Segment Start: Given information

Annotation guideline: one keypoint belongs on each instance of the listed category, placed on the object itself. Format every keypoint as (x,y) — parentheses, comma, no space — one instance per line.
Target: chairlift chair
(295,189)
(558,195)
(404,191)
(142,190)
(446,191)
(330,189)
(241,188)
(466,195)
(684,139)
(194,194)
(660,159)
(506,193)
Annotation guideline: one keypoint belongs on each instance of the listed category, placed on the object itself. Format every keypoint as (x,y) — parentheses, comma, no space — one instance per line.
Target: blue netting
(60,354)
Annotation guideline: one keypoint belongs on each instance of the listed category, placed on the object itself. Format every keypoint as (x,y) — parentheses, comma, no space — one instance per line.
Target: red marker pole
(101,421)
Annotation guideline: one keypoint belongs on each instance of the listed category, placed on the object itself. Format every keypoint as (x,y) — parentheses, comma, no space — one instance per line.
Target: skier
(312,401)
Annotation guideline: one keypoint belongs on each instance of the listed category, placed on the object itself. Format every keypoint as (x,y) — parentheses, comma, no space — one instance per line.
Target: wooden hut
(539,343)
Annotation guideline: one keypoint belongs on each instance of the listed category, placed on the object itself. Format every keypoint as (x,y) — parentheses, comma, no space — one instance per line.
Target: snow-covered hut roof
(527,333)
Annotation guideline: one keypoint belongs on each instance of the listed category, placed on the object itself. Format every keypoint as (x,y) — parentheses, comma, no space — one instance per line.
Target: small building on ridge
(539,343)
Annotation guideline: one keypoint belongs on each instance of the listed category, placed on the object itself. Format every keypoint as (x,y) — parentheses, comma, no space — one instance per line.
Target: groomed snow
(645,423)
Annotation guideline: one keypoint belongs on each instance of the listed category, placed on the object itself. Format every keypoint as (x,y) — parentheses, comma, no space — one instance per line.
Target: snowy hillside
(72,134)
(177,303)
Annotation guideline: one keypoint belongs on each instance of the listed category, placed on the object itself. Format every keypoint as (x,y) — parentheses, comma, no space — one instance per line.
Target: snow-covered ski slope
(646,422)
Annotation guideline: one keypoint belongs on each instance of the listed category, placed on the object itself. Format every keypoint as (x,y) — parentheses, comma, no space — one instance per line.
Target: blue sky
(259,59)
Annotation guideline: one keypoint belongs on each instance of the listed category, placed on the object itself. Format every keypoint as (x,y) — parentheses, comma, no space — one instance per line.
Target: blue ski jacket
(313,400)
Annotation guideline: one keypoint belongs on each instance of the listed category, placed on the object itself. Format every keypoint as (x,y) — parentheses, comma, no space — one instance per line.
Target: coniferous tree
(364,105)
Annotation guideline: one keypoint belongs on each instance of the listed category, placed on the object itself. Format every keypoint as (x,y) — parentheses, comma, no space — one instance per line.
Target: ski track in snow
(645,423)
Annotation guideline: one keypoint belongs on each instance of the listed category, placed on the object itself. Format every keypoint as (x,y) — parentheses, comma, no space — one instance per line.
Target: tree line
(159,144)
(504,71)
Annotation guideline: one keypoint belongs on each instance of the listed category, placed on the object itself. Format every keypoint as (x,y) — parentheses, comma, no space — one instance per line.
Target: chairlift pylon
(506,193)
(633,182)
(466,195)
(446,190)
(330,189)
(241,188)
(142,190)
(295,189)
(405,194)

Segment End: Given information
Segment Start: Given information

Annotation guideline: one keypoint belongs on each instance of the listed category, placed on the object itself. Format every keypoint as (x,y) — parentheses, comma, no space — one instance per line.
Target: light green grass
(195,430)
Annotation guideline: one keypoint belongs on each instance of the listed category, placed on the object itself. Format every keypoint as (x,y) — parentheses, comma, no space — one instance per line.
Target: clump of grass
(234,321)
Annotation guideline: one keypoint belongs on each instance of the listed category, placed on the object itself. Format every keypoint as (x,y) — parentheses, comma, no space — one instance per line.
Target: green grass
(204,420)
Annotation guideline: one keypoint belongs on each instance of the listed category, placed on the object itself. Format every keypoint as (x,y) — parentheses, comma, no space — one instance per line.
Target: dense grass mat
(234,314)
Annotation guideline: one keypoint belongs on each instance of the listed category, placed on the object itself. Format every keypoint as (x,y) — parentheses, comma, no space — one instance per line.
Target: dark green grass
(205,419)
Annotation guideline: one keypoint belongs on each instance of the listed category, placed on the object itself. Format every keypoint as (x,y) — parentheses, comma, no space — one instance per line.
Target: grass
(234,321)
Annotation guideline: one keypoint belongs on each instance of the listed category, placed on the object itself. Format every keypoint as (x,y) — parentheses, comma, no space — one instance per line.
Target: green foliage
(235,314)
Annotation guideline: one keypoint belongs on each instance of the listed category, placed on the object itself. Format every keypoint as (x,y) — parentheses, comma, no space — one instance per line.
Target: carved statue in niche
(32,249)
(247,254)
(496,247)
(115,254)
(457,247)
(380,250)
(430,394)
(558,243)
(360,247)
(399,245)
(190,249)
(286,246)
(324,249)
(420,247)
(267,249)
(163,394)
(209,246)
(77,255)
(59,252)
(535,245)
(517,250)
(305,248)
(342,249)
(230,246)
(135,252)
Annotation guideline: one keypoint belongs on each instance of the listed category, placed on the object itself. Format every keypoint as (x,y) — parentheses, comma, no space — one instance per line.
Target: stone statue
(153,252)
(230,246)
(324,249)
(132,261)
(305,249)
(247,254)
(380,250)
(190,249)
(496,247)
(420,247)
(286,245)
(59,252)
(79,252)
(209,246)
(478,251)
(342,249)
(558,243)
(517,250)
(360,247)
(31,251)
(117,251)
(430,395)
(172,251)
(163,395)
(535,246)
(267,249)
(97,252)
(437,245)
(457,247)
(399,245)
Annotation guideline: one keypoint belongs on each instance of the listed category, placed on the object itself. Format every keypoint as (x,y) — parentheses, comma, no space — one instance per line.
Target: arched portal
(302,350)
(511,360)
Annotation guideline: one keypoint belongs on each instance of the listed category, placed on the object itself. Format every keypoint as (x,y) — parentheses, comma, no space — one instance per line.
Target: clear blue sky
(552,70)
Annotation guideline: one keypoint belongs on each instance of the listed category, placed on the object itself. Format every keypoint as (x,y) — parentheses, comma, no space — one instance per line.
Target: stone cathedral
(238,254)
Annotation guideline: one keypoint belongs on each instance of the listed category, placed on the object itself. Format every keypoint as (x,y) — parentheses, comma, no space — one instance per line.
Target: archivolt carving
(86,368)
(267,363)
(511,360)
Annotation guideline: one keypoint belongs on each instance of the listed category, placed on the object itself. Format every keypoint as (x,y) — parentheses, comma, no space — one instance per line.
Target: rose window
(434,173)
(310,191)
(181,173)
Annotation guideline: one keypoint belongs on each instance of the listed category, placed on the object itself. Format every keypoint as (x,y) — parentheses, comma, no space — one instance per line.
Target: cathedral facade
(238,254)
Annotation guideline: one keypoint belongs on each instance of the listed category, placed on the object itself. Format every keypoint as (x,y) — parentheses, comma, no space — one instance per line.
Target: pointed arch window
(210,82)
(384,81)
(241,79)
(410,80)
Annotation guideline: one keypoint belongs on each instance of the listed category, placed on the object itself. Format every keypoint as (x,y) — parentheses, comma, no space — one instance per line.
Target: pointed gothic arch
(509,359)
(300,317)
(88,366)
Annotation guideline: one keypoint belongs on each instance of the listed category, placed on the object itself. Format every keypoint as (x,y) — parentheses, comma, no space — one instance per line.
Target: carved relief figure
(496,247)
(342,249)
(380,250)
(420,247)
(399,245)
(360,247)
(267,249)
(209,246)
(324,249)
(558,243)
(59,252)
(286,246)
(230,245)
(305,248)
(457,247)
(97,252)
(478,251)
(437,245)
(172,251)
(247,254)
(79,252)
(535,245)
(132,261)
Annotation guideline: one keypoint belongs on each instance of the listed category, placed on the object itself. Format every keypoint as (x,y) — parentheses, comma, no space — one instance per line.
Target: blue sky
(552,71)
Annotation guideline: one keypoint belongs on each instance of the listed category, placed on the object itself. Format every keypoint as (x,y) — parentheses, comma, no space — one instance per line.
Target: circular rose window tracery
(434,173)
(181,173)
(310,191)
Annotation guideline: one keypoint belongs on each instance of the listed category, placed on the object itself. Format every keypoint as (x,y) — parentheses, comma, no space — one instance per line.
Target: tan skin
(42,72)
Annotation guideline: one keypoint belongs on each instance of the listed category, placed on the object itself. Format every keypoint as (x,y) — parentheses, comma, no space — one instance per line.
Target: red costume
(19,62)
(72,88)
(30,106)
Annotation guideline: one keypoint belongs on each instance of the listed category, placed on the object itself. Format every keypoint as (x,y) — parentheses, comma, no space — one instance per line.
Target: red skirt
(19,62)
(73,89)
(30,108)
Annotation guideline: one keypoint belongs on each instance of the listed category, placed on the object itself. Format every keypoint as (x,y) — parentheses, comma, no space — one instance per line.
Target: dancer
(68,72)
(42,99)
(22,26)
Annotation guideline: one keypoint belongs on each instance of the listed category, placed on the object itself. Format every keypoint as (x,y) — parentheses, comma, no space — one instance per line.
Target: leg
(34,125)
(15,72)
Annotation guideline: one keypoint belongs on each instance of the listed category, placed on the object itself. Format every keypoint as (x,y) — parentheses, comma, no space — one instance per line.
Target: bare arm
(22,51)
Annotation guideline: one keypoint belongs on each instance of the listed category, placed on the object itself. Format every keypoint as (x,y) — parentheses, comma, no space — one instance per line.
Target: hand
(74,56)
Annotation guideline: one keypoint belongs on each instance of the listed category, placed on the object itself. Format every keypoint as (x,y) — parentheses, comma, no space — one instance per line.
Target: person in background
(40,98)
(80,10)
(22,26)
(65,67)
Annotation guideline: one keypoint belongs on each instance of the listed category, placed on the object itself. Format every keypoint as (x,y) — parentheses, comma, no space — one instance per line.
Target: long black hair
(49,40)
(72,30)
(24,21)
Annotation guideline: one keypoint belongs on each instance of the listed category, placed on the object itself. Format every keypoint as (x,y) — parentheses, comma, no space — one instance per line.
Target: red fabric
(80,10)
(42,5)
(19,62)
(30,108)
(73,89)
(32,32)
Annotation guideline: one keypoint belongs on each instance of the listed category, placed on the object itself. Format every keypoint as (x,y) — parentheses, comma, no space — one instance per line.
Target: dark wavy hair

Segment End: Given information
Segment Start: Given information

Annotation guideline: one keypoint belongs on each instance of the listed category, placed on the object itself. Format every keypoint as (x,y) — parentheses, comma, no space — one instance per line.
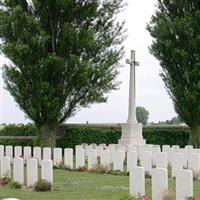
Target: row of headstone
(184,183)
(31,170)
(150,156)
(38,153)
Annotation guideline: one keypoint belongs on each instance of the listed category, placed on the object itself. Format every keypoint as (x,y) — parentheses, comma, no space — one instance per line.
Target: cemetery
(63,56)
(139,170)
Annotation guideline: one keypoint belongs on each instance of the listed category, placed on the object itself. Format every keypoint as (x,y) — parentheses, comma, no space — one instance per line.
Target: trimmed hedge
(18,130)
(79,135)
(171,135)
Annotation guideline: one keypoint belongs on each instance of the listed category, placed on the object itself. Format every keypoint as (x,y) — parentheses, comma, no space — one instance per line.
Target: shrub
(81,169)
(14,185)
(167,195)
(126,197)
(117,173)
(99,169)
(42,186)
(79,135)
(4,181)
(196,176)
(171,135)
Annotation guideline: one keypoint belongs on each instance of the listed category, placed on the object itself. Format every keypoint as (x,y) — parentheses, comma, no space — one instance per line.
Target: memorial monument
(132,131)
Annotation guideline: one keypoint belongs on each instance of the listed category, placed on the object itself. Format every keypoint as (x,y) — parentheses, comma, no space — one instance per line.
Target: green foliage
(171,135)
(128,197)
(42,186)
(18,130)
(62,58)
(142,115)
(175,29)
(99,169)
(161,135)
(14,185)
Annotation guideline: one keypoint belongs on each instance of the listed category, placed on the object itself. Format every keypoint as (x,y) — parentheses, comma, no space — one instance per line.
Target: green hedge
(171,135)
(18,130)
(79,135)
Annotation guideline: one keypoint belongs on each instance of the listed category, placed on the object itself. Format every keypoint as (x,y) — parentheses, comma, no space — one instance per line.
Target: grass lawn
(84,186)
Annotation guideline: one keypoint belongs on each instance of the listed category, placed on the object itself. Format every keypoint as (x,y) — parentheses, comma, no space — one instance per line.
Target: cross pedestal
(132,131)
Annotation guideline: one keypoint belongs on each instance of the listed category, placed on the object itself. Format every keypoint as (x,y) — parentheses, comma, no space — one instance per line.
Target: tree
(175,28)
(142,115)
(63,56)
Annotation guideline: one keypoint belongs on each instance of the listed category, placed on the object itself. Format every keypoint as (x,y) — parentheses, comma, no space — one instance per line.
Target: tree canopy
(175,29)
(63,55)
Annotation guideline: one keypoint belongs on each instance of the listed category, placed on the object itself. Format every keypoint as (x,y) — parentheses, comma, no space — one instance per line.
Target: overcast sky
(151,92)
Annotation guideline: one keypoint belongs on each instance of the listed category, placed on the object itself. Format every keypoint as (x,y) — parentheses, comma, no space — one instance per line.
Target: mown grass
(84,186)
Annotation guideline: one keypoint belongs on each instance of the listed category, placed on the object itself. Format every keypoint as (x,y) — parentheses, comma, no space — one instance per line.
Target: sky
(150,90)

Segment End: Given information

= Task to carry out =
From the data above, output only the lines between the line containing "Target: red skirt" and the line containing "Target: dark wavy hair", inclusive, exactly as written.

= Final answer =
Target: red skirt
(19,62)
(73,89)
(30,108)
Annotation guideline: one keypoint belongs on each instance of the listed category, placed on the object itself. Format every keypoint as (x,y) — parentheses, comma, no space — one instance per line.
Target: dancer
(68,72)
(42,99)
(22,26)
Annotation guideline: one keypoint belongs on each instance of the listed category, placed on the object itself. Format every keypoint as (x,y) — parentheses, comma, no space — one instance per line.
Target: leg
(34,125)
(15,72)
Annotation guideline: one keypoint belongs on each instance of the listed category, placed on the object itself. Format every keypoint as (x,y) — parentheses, comma, no space — one instance per line.
Target: bare arm
(22,51)
Annotation guideline: one keypoint belongs on each instance of the listed category, placed on the object itself. Format every keypoint as (x,y) — parentheses, comma, no space — one instance per line.
Target: hand
(74,56)
Annotation guideline: one keypoint belongs on each instance of the listed category, placed on the object itself. Format every keypoint as (x,y) — parentheses, comma, no space — one instance per line.
Target: person in background
(40,98)
(80,10)
(22,26)
(65,67)
Annotation guideline: one keypoint belongs on each instance of the listed category, placed on the object itself. Format every keypoint as (x,y) — parentheses, comma, no space — one instance per line.
Target: long black hair
(49,40)
(72,30)
(24,21)
Annotation guideline: one keypoint belongs on each instance of the listed category, placed on the object itself. Format every keypoint as (x,y) — parentheses, comma, no space — one instance per line.
Target: red fabric
(80,10)
(42,5)
(19,62)
(30,108)
(73,89)
(32,32)
Annotation guideline: one keypoint belongs on each instance of the listed category, placed on the object itself. Format every keypoint as (x,y) — parentheses, comma, no space — one instance per line.
Target: dark wavy hair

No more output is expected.